[Provided information Boundary: Start]

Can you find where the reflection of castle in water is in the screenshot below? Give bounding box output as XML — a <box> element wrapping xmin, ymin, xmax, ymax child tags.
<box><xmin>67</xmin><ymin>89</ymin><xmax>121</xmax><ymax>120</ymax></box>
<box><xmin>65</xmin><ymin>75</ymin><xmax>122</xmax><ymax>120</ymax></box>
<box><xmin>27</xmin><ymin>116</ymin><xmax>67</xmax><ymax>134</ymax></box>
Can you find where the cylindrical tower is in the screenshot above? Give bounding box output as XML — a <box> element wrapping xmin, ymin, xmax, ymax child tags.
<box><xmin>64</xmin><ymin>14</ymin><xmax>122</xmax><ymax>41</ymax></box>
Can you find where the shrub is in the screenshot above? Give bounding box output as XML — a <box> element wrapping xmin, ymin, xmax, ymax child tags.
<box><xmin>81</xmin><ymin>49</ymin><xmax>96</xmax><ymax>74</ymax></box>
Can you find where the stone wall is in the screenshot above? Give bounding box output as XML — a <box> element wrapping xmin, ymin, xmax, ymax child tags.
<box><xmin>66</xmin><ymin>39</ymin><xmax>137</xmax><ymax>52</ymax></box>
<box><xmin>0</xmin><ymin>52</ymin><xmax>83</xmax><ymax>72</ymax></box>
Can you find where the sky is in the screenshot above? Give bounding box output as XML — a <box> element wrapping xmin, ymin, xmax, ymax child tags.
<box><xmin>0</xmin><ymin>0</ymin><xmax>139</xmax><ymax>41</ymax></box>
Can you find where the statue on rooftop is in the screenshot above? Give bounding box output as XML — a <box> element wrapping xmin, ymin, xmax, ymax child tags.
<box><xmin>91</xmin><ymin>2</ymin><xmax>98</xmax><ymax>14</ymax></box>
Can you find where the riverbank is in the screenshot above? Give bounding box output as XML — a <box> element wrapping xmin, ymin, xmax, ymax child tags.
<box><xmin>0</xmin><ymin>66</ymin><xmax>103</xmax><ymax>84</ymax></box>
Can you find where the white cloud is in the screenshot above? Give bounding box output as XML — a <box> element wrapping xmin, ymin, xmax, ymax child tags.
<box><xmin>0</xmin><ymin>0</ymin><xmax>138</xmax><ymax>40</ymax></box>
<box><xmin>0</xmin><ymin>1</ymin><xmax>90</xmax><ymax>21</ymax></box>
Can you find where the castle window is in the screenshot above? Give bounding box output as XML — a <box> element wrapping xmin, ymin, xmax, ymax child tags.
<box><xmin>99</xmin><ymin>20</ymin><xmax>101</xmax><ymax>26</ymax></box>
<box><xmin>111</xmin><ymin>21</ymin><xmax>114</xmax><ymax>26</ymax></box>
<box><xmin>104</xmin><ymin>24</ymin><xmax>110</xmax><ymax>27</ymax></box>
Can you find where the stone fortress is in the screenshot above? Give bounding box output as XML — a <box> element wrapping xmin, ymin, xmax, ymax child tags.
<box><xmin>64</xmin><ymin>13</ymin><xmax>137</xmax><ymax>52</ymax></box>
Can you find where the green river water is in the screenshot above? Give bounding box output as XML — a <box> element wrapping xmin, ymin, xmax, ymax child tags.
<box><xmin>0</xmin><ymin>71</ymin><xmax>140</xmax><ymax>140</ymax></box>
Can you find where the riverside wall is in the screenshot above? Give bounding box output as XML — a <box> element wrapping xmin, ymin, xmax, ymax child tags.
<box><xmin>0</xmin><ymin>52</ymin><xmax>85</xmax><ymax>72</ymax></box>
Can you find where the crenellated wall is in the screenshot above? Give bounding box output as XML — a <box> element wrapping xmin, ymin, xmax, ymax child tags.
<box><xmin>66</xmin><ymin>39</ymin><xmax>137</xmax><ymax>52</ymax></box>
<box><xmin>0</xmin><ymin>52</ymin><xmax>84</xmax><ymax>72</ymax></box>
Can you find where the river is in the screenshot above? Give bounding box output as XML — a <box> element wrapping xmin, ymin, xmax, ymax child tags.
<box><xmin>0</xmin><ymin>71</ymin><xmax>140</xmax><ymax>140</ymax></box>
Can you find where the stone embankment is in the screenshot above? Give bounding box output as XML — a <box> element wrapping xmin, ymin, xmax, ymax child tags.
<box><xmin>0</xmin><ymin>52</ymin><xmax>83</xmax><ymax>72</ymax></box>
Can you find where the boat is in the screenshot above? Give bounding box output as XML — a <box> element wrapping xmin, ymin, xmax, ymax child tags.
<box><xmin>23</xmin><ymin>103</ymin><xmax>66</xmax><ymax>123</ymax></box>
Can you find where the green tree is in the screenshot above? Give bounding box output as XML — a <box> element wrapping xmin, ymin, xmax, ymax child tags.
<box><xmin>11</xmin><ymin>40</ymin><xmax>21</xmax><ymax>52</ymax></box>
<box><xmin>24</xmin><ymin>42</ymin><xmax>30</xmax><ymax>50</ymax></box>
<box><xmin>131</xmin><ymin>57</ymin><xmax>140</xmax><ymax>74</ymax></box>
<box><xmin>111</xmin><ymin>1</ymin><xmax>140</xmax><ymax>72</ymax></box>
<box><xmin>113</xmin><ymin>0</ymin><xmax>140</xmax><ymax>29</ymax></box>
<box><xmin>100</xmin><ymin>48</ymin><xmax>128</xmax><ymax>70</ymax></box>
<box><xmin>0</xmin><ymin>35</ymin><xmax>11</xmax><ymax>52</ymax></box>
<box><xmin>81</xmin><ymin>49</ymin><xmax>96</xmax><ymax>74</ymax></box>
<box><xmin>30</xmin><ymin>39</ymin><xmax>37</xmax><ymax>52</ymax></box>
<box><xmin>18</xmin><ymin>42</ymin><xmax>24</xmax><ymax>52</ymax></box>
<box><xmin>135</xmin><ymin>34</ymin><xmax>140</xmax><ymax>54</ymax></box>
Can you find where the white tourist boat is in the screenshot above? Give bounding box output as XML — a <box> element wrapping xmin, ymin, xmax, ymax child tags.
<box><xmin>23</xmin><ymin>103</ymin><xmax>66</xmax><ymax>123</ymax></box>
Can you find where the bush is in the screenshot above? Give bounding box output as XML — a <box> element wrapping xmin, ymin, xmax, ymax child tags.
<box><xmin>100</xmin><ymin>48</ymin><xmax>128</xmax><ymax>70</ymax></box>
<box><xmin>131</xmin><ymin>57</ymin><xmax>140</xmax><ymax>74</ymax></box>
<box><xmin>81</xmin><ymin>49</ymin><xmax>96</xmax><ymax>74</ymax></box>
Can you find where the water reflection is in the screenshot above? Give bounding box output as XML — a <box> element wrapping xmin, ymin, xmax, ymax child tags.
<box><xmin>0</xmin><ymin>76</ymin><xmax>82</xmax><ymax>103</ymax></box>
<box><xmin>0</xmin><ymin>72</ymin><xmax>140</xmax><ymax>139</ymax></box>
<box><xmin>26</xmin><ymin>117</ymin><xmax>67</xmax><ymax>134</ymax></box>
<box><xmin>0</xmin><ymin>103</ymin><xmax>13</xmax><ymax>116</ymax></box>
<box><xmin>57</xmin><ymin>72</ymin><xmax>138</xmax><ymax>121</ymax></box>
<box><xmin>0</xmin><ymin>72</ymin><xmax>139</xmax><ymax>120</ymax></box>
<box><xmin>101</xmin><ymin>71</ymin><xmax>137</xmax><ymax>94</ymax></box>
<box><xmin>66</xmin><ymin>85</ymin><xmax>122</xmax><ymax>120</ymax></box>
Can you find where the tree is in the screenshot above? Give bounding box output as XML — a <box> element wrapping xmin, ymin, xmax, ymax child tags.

[Provided information Boundary: End]

Instructions to follow:
Repeat the data exactly as it was given above.

Solution for this problem:
Can you find where the reflection of castle in water is in the screenshot below? Give bounding box output as XML — a <box> element wrapping xmin, ymin, xmax, ymax child tags.
<box><xmin>67</xmin><ymin>89</ymin><xmax>121</xmax><ymax>120</ymax></box>
<box><xmin>65</xmin><ymin>75</ymin><xmax>122</xmax><ymax>120</ymax></box>
<box><xmin>27</xmin><ymin>116</ymin><xmax>67</xmax><ymax>134</ymax></box>
Can you find where the cylindrical tower is in the screenshot above? Give bounding box output as XML — a <box> element wrapping xmin, ymin, xmax, ymax child tags.
<box><xmin>64</xmin><ymin>14</ymin><xmax>122</xmax><ymax>41</ymax></box>
Can you find where the shrub is in the screenshot above? Give bounding box output as XML — a <box> element wrapping xmin, ymin, xmax, ymax child tags.
<box><xmin>81</xmin><ymin>49</ymin><xmax>96</xmax><ymax>74</ymax></box>
Can you find where the stone wall is in the screenshot above? Give bounding box output as XML — a <box> element wrapping xmin, ymin, xmax, ymax child tags.
<box><xmin>66</xmin><ymin>39</ymin><xmax>137</xmax><ymax>52</ymax></box>
<box><xmin>0</xmin><ymin>52</ymin><xmax>83</xmax><ymax>72</ymax></box>
Can you find where the sky is in the screenshot above? Give bounding box output as XML — a <box> element wrapping xmin, ymin, xmax, ymax child tags.
<box><xmin>0</xmin><ymin>0</ymin><xmax>139</xmax><ymax>41</ymax></box>
Can you find where the statue on rooftop is in the screenshot above? Give bounding box output as XML — a <box> element wrapping xmin, ymin, xmax, ymax child tags.
<box><xmin>91</xmin><ymin>2</ymin><xmax>98</xmax><ymax>14</ymax></box>
Can you find where the riverbank is in the screenshot above? Give bounding box output as XML — a <box> element wrapping xmin, ymin, xmax, ymax child tags.
<box><xmin>0</xmin><ymin>66</ymin><xmax>103</xmax><ymax>84</ymax></box>
Can you find where the white cloud is in the screenshot above? Give bounding box output as XML — a <box> element wrapping xmin, ymin, xmax, ymax child tags.
<box><xmin>0</xmin><ymin>0</ymin><xmax>138</xmax><ymax>40</ymax></box>
<box><xmin>0</xmin><ymin>1</ymin><xmax>90</xmax><ymax>21</ymax></box>
Can you find where the castle window is in the screenshot above? Give bounding box output as XML — a <box> element wrapping xmin, ymin, xmax, ymax child tags.
<box><xmin>99</xmin><ymin>20</ymin><xmax>101</xmax><ymax>26</ymax></box>
<box><xmin>111</xmin><ymin>21</ymin><xmax>114</xmax><ymax>26</ymax></box>
<box><xmin>104</xmin><ymin>24</ymin><xmax>110</xmax><ymax>27</ymax></box>
Can you find where the stone fortress is in the screenshot above? Give bounding box output as XML — a <box> element wrapping xmin, ymin, xmax, ymax child tags.
<box><xmin>64</xmin><ymin>13</ymin><xmax>137</xmax><ymax>52</ymax></box>
Can you find where the green river water is in the screenshot above? Give bounding box output as XML — a <box> element wrapping xmin, ymin, xmax, ymax child tags.
<box><xmin>0</xmin><ymin>71</ymin><xmax>140</xmax><ymax>140</ymax></box>
Can you find where the riverside wall is in the screenshot above? Give bounding box output as XML — a <box> element wrapping xmin, ymin, xmax, ymax child tags.
<box><xmin>0</xmin><ymin>52</ymin><xmax>85</xmax><ymax>72</ymax></box>
Can you find where the crenellated wall is in the screenshot above? Give bounding box output as XML — a <box> element wrapping xmin, ymin, xmax, ymax child tags.
<box><xmin>66</xmin><ymin>39</ymin><xmax>137</xmax><ymax>52</ymax></box>
<box><xmin>0</xmin><ymin>52</ymin><xmax>84</xmax><ymax>72</ymax></box>
Can you find where the river is in the screenshot above? Give bounding box output as XML — a <box> element wrapping xmin, ymin, xmax, ymax child tags.
<box><xmin>0</xmin><ymin>71</ymin><xmax>140</xmax><ymax>140</ymax></box>
Can you find where the stone embankment is in the screenshot above? Give bounding box output as XML — a <box> element wrapping xmin, ymin, xmax, ymax child tags.
<box><xmin>0</xmin><ymin>52</ymin><xmax>83</xmax><ymax>72</ymax></box>
Can you find where the boat is in the screenshot above? Give bounding box output as XML — a <box> element wrapping xmin, ymin, xmax, ymax child tags.
<box><xmin>23</xmin><ymin>103</ymin><xmax>66</xmax><ymax>123</ymax></box>
Can you find where the green tree is in the screenshot above? Give bounding box output as XML — a <box> element wrapping xmin, ymin, xmax, ymax child tags.
<box><xmin>11</xmin><ymin>40</ymin><xmax>21</xmax><ymax>52</ymax></box>
<box><xmin>24</xmin><ymin>42</ymin><xmax>30</xmax><ymax>50</ymax></box>
<box><xmin>131</xmin><ymin>57</ymin><xmax>140</xmax><ymax>74</ymax></box>
<box><xmin>111</xmin><ymin>1</ymin><xmax>140</xmax><ymax>72</ymax></box>
<box><xmin>113</xmin><ymin>0</ymin><xmax>140</xmax><ymax>29</ymax></box>
<box><xmin>100</xmin><ymin>48</ymin><xmax>128</xmax><ymax>70</ymax></box>
<box><xmin>0</xmin><ymin>35</ymin><xmax>11</xmax><ymax>52</ymax></box>
<box><xmin>81</xmin><ymin>49</ymin><xmax>96</xmax><ymax>74</ymax></box>
<box><xmin>30</xmin><ymin>39</ymin><xmax>37</xmax><ymax>52</ymax></box>
<box><xmin>18</xmin><ymin>42</ymin><xmax>24</xmax><ymax>52</ymax></box>
<box><xmin>135</xmin><ymin>34</ymin><xmax>140</xmax><ymax>54</ymax></box>
Can you find where the white tourist boat is in the screenshot above? Give bounding box output as XML — a <box> element wrapping xmin, ymin, xmax, ymax child tags.
<box><xmin>23</xmin><ymin>103</ymin><xmax>66</xmax><ymax>123</ymax></box>
Can you find where the bush is in the screenshot above? Give bounding box output as XML — a <box> element wrapping xmin, ymin, xmax, ymax child tags.
<box><xmin>100</xmin><ymin>48</ymin><xmax>128</xmax><ymax>70</ymax></box>
<box><xmin>131</xmin><ymin>57</ymin><xmax>140</xmax><ymax>74</ymax></box>
<box><xmin>81</xmin><ymin>49</ymin><xmax>96</xmax><ymax>74</ymax></box>
Can you find where the water reflection is in the screenshot above? Give bounding box output as XML — a <box> element wrapping xmin, ymin, xmax, ymax child tags.
<box><xmin>0</xmin><ymin>76</ymin><xmax>82</xmax><ymax>103</ymax></box>
<box><xmin>0</xmin><ymin>72</ymin><xmax>140</xmax><ymax>139</ymax></box>
<box><xmin>26</xmin><ymin>117</ymin><xmax>67</xmax><ymax>134</ymax></box>
<box><xmin>0</xmin><ymin>103</ymin><xmax>13</xmax><ymax>116</ymax></box>
<box><xmin>57</xmin><ymin>72</ymin><xmax>138</xmax><ymax>121</ymax></box>
<box><xmin>0</xmin><ymin>72</ymin><xmax>139</xmax><ymax>120</ymax></box>
<box><xmin>101</xmin><ymin>71</ymin><xmax>137</xmax><ymax>94</ymax></box>
<box><xmin>66</xmin><ymin>85</ymin><xmax>122</xmax><ymax>120</ymax></box>
Can you find where the tree is in the screenshot above? Give bounding box output as XML — a <box> element wrapping xmin, ymin, xmax, ymax child tags.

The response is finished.